Aim of the task:
In the excerpt about John Schnatter, what kind of session was he in when he used the word?

Papa
Johns is the latest to use the n-word and then apologize. Because
John Schnatter known as Papa John blurted out the n-word during a
crisis communication training session over the phone- and not in the
face of an African American- he argues his use of the word doesn’t
constitute as a “slur.”
"It
wasn't a slur. It was a social strategy and media planning and
training and I repeated something that somebody else said and said,
‘we’re not going to say that…”
Papa
John will no longer be the public face of the pizza franchise.
There
is some talk now that in this political climate the use of the n-word
needs to be reexamined. Perhaps we should.
Blacks
who defend the n-word
In
2002, Harvard Law professor Randall Kennedy, who wrote “Nigger:
The Strange Career of a Troublesome Word,” said that while the
word has been used to “terrorize and humiliate” African
Americans, “It’s also been used as a term of endearment
and a gesture of solidarity.”

Supplied data:
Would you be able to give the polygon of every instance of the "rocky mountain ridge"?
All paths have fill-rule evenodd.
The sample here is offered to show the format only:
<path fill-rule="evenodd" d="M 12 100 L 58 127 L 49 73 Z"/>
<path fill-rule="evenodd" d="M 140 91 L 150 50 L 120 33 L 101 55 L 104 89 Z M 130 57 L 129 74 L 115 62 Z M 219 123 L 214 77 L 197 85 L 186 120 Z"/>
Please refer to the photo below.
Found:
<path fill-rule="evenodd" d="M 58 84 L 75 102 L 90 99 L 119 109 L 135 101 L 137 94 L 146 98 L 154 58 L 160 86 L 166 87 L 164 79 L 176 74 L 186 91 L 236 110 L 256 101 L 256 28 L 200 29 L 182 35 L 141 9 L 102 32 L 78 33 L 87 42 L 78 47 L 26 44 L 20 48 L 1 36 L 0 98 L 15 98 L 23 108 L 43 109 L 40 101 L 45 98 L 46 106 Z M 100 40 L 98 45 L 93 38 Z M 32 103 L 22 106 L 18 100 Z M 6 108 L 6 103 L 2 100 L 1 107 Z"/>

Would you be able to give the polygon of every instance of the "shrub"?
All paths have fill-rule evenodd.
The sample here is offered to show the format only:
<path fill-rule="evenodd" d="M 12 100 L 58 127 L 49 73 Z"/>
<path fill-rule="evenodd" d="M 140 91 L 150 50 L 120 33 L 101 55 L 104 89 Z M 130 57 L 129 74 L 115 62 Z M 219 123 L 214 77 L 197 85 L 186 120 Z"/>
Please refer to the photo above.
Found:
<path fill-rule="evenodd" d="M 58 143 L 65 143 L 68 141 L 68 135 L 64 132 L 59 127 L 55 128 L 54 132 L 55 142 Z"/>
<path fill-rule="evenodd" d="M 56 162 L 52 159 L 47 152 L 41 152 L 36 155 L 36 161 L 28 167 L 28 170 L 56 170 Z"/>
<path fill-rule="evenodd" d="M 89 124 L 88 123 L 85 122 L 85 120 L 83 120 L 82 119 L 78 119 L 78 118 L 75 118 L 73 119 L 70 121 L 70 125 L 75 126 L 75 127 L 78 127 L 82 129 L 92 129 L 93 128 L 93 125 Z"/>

Exercise response:
A crisis communication training session held over the phone.